§ WHAT IS ASKED
1. In the 6340i thread, where does Scott Mc say Cingular keeps its list of roaming partners?
2. Name every wireless carrier mentioned in the 6340i thread.
3. Extend the 6340i thread past its final sentence.

§ QUOTED PASSAGE
┄┄┄┄┄┄┄┄┄┄

I'm using a 64k SIM in the 6340i, the account initially
established only earlier this year. Only later did I pick up a
6340i and have Cingular activate GAIT on the account.
I'm speculating, ignorantly, that the preferred order of service
with GAIT is presently 1) Cingular/ATTWS GSM, 2) Cingular/ATTWS
TDMA, and then 3) another carrier like T-Mobile when either of
the other two are unavailable.

Signature
RJW
RICHARD GORDON - 27 May 2005 19:05 GMT
> RICHARD GORDON wrote (5/27/2005 10:03 AM):
>
[quoted text clipped - 37 lines]
> TDMA, and then 3) another carrier like T-Mobile when either of
> the other two are unavailable.
Hi Richard,
I purchased my 6340i over a year ago and was under the impression that
it has a smaller (32 KB) SIM card..............hang on............I
just looked at it and it is a 32 K SIM.
Off to the Cingular store to see what a 64K SIM will do for me.
BTW..............how do you find out whose network you are on ?
Is there a menu setting that shows it ?
Richard
Scott Mc - 27 May 2005 19:12 GMT
I also have the 6340i, and from what I've been told, it will search for GSM
(Cingular/AT&T/Roaming Partner) then for TDMA (Cingular/AT&T/Roaming
Partner) then Analog (Roaming Partner). Cingular stores the list of roaming
partners on the SIM card, and updates it over the air from time to time. If
the signal comes from a non-approved carrier, the SIM will not allow the
phone to work on that signal.

┄┄┄┄┄┄┄┄┄┄

[Region annotation entries]
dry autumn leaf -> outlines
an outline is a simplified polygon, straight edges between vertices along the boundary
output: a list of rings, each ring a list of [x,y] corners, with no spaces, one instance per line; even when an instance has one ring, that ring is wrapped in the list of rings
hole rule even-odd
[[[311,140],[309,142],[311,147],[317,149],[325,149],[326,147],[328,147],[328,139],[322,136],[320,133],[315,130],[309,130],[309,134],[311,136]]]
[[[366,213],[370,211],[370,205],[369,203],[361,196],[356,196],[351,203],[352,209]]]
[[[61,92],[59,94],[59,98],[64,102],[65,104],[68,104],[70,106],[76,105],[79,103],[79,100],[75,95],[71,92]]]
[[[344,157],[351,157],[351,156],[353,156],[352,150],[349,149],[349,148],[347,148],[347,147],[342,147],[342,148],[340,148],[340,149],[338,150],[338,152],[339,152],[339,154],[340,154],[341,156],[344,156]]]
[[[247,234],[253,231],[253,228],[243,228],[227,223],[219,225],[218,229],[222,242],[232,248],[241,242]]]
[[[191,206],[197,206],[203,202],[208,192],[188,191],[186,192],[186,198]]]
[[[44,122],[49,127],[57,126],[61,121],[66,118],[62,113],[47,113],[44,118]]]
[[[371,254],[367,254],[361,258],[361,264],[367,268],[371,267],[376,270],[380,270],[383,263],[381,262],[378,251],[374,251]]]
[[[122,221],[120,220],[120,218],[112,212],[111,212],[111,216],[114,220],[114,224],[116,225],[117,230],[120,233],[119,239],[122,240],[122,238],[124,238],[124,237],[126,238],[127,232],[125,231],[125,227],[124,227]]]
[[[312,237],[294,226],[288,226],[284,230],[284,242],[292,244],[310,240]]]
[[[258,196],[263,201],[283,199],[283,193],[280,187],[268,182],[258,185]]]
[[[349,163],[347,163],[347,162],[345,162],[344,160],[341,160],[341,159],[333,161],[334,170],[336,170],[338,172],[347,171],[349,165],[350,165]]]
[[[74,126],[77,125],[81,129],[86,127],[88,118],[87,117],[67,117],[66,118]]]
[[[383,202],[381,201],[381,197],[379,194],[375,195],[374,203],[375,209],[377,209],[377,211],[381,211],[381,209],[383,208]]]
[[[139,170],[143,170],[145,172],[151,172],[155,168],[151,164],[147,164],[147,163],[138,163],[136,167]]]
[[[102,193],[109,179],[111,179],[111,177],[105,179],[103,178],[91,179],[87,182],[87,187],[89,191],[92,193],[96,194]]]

┄┄┄┄┄┄┄┄┄┄

§ PER-TASK ANSWERS
1. Cingular keeps the list of roaming partners on the SIM card.

2. Cingular, ATTWS, T-Mobile, AT&T

3.
If this has changed or is not completely correct, someone please correct.
> RICHARD GORDON wrote (5/27/2005 10:03 AM):
>
[quoted text clipped - 37 lines]
> another carrier like T-Mobile when either of the other two are
> unavailable.
Jud Hardcastle - 30 May 2005 22:39 GMT
> I also have the 6340i, and from what I've been told, it will search for GSM
> (Cingular/AT&T/Roaming Partner) then for TDMA (Cingular/AT&T/Roaming
> Partner) then Analog (Roaming Partner). Cingular stores the list of roaming
> partners on the SIM card, and updates it over the air from time to time. If
> the signal comes from a non-approved carrier, the SIM will not allow the
> phone to work on that signal.
Nope, I'd have to agree with the earlier post. My 6340i on a GAIT plan
definately looks for Cingular/AT&T GSM *and* TDMA before going with a
GSM roaming partner. Why would Cingular set the database to use a GSM
roaming partner that they have to PAY when a FREE TDMA is available
(where they can't pass the roaming cost on to the customer)?
Soon to be a mute point though--from what I can tell all the Cingular
sites and most if not all of the AT&T ones have converted now--it's
getting difficult to find a spot that has Cingular/AT&T TDMA but not
GSM. I have seen it go with a TDMA partner over a GSM partner though
where neither is Cingular or AT&T. It would switch to the GSM partner
in areas where the TDMA one was weak so they must still be using
preferred versus non-preferred logic in addition to banned.